Continue the forum post about searching for near-identical images from the point where it stops.

## Begin Document passage

How to search for near identical images?
I want to implement an image DB. If i've got it correctly, I need to use BoW and then I would be able to classify a new image if I have seen it before.
But all examples I have seen nefore (e.g. this) have some set of traning images, when training is done then BoW is using to classify the rest.
My situation is different: I have to search through the BoW for an image, and if there is no match then we consider it to be a new image, otherwise we don't add it and say "already exist". Skewed, rescaled and others images should be considered the same, so I used SIFT as a feature detector.
So the problem in a nutshell: At beginning, I have an empty database of images (so I have no data to train on). I have a stream of images. I can calculate features of this image. Then I have check if there is some images which descriptors match descriptors of this image more than some treshold then I say "existing", otherwise I add these descriptors as a new image and return "new image". If I get the same image (or similar image) in future I say "existing".
It requires rebuild BoW with every new image, which seems to be a very complicated solution. All search engines on the internet are doing this so I'm surprised there is almost no information in the web.
Okay, I tried to use PHash
to perform a search operation. But it fails to recognize slightly different images. here is a sample code (it's a thin Rust wrapper over C++ interface, so don't be affraid to see an alien language):
pub trait Database {
fn save_image(&mut self, image: &[u8]);
fn load_images(&self) -> Vec<Vec<u8>>;
}
pub enum ImageVariant {
New,
AlreadyExists
}
pub struct Storage<T: Database> {
database: T,
hasher: PHash,
images: Vec<Mat>
}
impl<T: Database> Storage<T> {
pub fn new(database: T) -> Self {
Self {
database,
hasher: PHash::new(),
images: Vec::new()

## End Document passage
## Begin Material provided

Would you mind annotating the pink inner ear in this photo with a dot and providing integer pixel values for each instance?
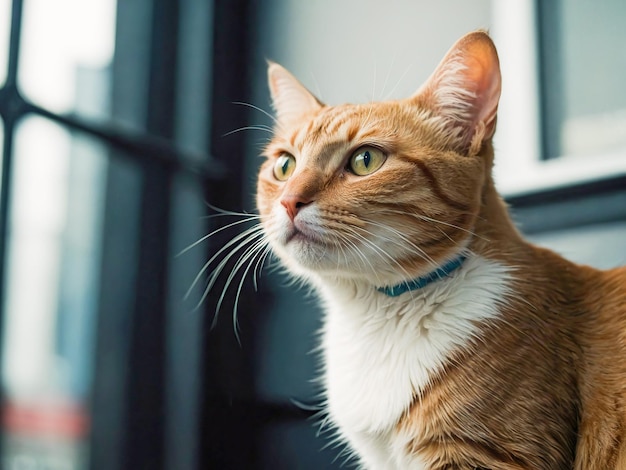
(465, 88)
(290, 99)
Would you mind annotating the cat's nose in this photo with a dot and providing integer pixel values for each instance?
(293, 204)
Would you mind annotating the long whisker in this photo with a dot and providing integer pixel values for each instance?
(247, 236)
(214, 232)
(258, 127)
(269, 115)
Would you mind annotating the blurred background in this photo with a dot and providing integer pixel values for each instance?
(122, 123)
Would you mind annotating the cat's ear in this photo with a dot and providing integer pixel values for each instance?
(464, 90)
(290, 99)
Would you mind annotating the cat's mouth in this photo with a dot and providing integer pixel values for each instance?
(301, 233)
(296, 235)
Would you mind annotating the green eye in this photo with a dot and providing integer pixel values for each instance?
(366, 161)
(284, 166)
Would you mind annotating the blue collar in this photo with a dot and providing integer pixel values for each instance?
(406, 286)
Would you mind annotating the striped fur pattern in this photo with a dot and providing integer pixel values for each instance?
(516, 360)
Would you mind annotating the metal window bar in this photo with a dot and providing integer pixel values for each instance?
(159, 158)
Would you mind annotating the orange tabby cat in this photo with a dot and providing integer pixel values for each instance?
(449, 342)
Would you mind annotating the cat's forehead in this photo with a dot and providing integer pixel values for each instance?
(338, 126)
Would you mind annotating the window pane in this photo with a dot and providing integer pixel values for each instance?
(51, 295)
(584, 70)
(66, 51)
(5, 28)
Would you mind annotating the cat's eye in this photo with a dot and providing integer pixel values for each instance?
(366, 161)
(284, 166)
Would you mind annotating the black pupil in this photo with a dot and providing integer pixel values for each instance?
(366, 159)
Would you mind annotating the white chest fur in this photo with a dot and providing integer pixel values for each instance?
(381, 351)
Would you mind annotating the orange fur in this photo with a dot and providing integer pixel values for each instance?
(544, 386)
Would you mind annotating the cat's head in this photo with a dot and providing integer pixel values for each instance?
(382, 191)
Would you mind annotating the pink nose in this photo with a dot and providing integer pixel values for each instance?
(293, 204)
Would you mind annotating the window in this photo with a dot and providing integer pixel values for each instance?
(105, 109)
(561, 114)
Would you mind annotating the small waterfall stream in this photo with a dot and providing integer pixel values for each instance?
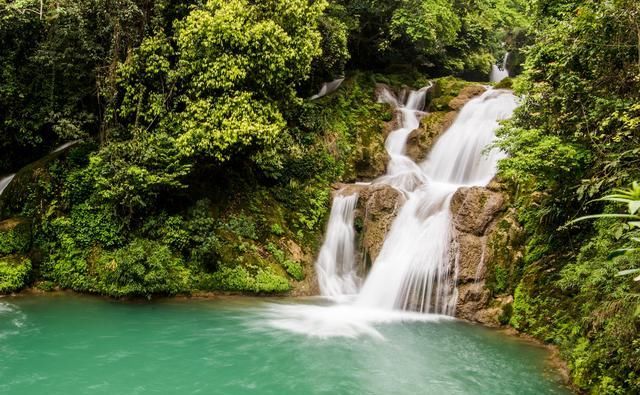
(336, 264)
(414, 270)
(5, 181)
(327, 87)
(499, 73)
(414, 273)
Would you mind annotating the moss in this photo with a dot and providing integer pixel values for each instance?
(15, 236)
(14, 272)
(444, 90)
(240, 279)
(506, 83)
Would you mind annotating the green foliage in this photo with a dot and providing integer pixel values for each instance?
(443, 36)
(16, 239)
(133, 173)
(575, 138)
(294, 269)
(142, 267)
(240, 279)
(14, 272)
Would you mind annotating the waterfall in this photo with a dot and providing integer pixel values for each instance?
(499, 73)
(414, 270)
(327, 88)
(336, 264)
(5, 181)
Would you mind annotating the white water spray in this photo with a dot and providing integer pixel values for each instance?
(336, 264)
(499, 73)
(5, 181)
(327, 87)
(414, 270)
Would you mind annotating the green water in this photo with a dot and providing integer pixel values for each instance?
(82, 345)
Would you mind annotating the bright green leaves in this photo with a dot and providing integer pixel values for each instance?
(221, 128)
(234, 45)
(430, 25)
(133, 173)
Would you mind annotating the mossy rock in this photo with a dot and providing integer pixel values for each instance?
(14, 273)
(506, 83)
(15, 236)
(444, 91)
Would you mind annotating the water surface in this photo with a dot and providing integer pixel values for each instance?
(67, 344)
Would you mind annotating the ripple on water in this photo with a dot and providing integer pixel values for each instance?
(341, 320)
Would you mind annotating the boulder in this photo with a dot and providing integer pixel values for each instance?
(474, 208)
(15, 236)
(466, 94)
(488, 244)
(421, 140)
(471, 257)
(378, 205)
(433, 124)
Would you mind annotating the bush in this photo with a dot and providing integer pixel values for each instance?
(14, 272)
(142, 268)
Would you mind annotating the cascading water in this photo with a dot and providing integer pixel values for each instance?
(327, 88)
(414, 270)
(336, 264)
(499, 73)
(4, 182)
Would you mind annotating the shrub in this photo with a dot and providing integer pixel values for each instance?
(14, 272)
(143, 267)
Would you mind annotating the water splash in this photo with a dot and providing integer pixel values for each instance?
(5, 181)
(499, 73)
(414, 270)
(327, 87)
(336, 264)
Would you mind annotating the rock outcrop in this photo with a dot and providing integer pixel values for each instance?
(486, 249)
(377, 207)
(436, 122)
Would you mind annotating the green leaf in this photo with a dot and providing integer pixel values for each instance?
(627, 272)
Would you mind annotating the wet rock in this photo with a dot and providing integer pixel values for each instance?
(308, 286)
(15, 236)
(488, 243)
(465, 95)
(472, 297)
(421, 140)
(471, 256)
(378, 205)
(474, 208)
(433, 124)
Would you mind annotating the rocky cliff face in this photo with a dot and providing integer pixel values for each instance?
(486, 247)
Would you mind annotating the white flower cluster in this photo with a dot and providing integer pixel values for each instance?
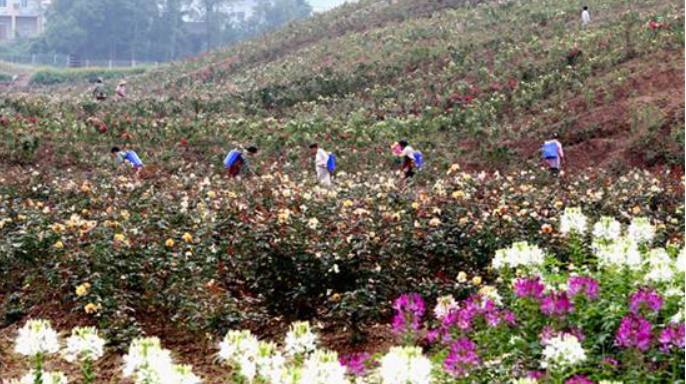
(562, 351)
(659, 267)
(84, 344)
(149, 363)
(300, 339)
(323, 368)
(607, 229)
(251, 357)
(37, 336)
(641, 231)
(405, 365)
(444, 305)
(573, 221)
(620, 254)
(519, 255)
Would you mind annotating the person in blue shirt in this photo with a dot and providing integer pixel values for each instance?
(127, 156)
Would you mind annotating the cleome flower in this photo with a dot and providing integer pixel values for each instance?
(37, 336)
(519, 255)
(405, 365)
(573, 221)
(300, 340)
(84, 344)
(561, 352)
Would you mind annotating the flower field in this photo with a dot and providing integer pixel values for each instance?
(483, 268)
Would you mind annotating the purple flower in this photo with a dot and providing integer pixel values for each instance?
(634, 332)
(672, 336)
(462, 357)
(583, 285)
(579, 379)
(645, 298)
(609, 361)
(535, 375)
(529, 287)
(357, 363)
(409, 311)
(556, 304)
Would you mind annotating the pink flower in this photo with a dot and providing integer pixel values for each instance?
(583, 285)
(634, 332)
(462, 357)
(579, 379)
(529, 287)
(645, 298)
(409, 311)
(557, 304)
(672, 336)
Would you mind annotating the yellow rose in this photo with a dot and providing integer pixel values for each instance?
(91, 308)
(458, 194)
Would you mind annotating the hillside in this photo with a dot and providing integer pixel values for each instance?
(181, 251)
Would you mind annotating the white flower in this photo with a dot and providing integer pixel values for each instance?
(300, 339)
(573, 221)
(641, 230)
(84, 343)
(323, 368)
(47, 378)
(444, 305)
(405, 365)
(240, 348)
(659, 266)
(607, 229)
(562, 351)
(148, 360)
(681, 262)
(620, 254)
(37, 336)
(520, 254)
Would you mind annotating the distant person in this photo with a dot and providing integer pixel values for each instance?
(100, 93)
(553, 154)
(127, 156)
(121, 90)
(236, 162)
(411, 159)
(585, 17)
(324, 164)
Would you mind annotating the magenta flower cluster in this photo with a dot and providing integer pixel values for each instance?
(462, 357)
(634, 332)
(645, 299)
(578, 285)
(409, 309)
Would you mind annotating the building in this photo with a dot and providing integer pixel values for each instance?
(236, 11)
(21, 18)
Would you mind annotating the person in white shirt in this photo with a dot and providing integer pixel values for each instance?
(585, 17)
(321, 158)
(407, 155)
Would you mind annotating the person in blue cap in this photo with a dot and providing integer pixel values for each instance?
(127, 156)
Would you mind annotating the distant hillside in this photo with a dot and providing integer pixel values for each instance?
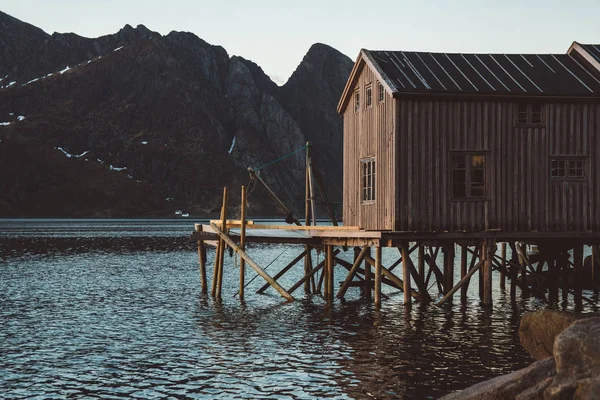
(163, 123)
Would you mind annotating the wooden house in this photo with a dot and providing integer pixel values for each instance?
(437, 142)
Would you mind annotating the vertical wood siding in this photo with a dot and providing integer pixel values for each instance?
(520, 194)
(370, 132)
(412, 141)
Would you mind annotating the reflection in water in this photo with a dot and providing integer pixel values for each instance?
(113, 309)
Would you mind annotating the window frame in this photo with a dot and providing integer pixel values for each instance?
(468, 159)
(368, 96)
(368, 181)
(570, 164)
(526, 111)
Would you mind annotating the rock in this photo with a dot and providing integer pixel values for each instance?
(538, 330)
(577, 354)
(507, 387)
(573, 373)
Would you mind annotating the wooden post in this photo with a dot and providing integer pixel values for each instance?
(523, 264)
(421, 261)
(463, 272)
(595, 259)
(367, 290)
(577, 267)
(215, 281)
(488, 255)
(503, 257)
(222, 252)
(358, 258)
(513, 272)
(462, 282)
(202, 260)
(330, 273)
(243, 242)
(308, 258)
(377, 276)
(448, 267)
(251, 262)
(406, 275)
(283, 271)
(310, 182)
(310, 274)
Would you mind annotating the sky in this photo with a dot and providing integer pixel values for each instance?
(276, 34)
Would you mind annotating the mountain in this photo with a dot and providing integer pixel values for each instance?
(161, 123)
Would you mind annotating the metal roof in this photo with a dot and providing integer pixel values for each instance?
(516, 74)
(593, 49)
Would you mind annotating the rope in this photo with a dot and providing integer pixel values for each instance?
(280, 158)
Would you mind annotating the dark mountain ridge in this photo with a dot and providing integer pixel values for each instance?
(182, 116)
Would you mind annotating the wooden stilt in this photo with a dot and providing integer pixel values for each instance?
(406, 275)
(421, 261)
(251, 262)
(463, 273)
(202, 260)
(222, 249)
(330, 274)
(283, 271)
(595, 272)
(357, 260)
(481, 277)
(461, 283)
(503, 257)
(448, 267)
(310, 274)
(577, 267)
(523, 264)
(367, 290)
(243, 242)
(215, 280)
(377, 276)
(307, 258)
(488, 254)
(513, 270)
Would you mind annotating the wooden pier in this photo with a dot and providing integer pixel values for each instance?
(558, 266)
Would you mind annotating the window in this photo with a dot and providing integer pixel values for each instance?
(368, 97)
(468, 176)
(567, 168)
(367, 167)
(529, 114)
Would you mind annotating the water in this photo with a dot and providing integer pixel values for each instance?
(113, 309)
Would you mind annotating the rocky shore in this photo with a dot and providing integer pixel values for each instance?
(567, 347)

## End Material provided

Written answer:
}
}
}
// the main execution happens here
impl<T: Database, D: Clone> Storage<T> {
pub fn save_image_if_new(&mut self, image: &[u8], filename: &str) -> ImageVariant {
const DIFF: f64 = 0.5;
let mat = Mat::image_decode(image, ImageReadMode::Grayscale);
let mat = self.hasher.compute(&mat);
let mut last_diff = std::f64::INFINITY;
for image in self.images.iter() {
let diff = self.hasher.compare(&mat, &image);
if diff < last_diff {
last_diff = diff;
}
}
if last_diff < DIFF {
return ImageVariant::AlreadyExists;
}
self.database.save_image(image);
self.images.push(mat);
ImageVariant::New
}
}
Then I run the test on following images:
So PHash.compare gives distance 28
for images 1 and 2 (should get small distance), while it gives 30
for images 1 and 3 (should get a big distance). So it's practically doesn't allow to know if I already say this image before.
The entire code is available here and here
Test code:
#[test]
fn it_works() {
let lenna = fs::read(get_asset_path("lenna.png")).unwrap();
let lenna_demotivator = fs::read(get_asset_path("lenna_demotivator.png")).unwrap();
let ...
sorry,but your question is too fuzzy, or something, to be answered, or something.
also, you're kinda asking 5 questions at the same time.
split it up into small, seperate questions / problems, show what you tried so far, and at what point you got stuck, then we can (try to) help with it.
@berak okay, i removed some consideration, if you like to. My question is straight: how can a DB being implemented? All examples I have seen (e.g. this) have a training set of images and working set of images, while I have to have a dynamically increasing storage. There is no examples or information how to do so, while rebuilding
BoW
every time I add every image seems to be impractical.no, you only build the bow vocabulary once (and save it somehow, e.g. using cv::FileStorage) . you need enough data for this, though, so you find representative clusters for even unseen (future) images.
if you're using a flann::Index, (on BowimageDescriptors) you'll have to train it on startup of your program (it's pretty fast), you can serialize the train data, though, and add new items on demand.
how to store it ? idk. opencv does not have any (good) means for that. using a db for this is a bit unpractical, since you need ALL of the training data at once, to train your index. the better ideas i've seen here went like: make chunks of ~1000 feature vectors , and append new data to the last. once it's full, add a new chunk.
@berak I have rewritten my question more clearly, please, feel free to give a new feedback if I'm doing something wrong. I tried to provide some context (just in case) with an exact question "How BoW can be incrementally filled and used simultaneously)."
no, wait, Bow does not work like this.
instead you compare your image features to the BoW cluster centers, and increase a bin for the best matching cluster feature. the resulting histogram is the final, BoW feature, that goes into your index (for either testing or training)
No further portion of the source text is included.